(Given instruction) Count the lines in the records below that contain the word "outline", and reply with that number alone.

(Segmentation dataset excerpts)
- - - - -

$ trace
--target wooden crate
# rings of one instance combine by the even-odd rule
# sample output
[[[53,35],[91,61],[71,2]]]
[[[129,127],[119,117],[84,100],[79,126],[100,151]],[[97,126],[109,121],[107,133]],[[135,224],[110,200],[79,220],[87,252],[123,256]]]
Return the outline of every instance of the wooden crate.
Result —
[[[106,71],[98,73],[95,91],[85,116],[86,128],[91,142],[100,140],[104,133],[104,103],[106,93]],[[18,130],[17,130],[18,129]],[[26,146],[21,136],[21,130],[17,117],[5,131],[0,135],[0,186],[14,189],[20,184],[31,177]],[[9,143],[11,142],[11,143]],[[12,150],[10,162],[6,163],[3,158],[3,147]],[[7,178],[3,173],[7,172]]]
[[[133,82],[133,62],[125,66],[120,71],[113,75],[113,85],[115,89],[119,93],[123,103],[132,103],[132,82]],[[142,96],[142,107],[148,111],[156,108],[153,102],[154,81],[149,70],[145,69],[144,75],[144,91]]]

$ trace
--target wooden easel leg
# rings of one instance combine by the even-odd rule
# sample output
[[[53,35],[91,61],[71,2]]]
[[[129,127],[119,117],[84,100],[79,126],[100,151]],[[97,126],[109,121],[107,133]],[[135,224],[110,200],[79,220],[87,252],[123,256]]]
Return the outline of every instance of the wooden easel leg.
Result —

- - - - -

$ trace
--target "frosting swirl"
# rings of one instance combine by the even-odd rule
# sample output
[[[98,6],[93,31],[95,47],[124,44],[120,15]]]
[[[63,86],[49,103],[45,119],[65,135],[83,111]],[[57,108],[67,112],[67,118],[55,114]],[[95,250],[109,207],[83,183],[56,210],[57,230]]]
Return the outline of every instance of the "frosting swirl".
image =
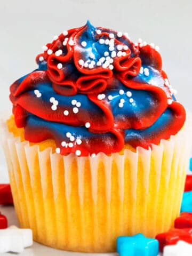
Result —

- - - - -

(Exercise response) 3